▶ RAW RECORDS
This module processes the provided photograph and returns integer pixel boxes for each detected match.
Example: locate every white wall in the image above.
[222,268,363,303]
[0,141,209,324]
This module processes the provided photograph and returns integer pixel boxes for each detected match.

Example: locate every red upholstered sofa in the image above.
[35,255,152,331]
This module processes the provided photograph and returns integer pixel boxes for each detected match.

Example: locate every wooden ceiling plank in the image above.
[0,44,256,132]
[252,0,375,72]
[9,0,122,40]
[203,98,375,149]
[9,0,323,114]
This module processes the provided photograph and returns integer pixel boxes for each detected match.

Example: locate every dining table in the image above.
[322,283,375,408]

* * *

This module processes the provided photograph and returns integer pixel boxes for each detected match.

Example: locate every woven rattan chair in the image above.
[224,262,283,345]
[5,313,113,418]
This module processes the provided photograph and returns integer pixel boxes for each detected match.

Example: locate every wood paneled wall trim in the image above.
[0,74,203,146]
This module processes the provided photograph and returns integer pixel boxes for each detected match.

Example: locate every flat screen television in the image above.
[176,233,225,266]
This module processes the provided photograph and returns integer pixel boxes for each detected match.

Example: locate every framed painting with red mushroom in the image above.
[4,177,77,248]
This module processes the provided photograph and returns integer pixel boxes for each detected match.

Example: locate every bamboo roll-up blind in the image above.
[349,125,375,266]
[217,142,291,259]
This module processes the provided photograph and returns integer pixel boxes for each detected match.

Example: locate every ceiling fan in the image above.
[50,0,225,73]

▶ AIM
Pick out each line in the entries above that contains the word "ceiling", and copy those lines.

▶ EXERCISE OUTPUT
Example: locate every wooden ceiling plank in the image above.
Example: locate every ceiling fan in the image above.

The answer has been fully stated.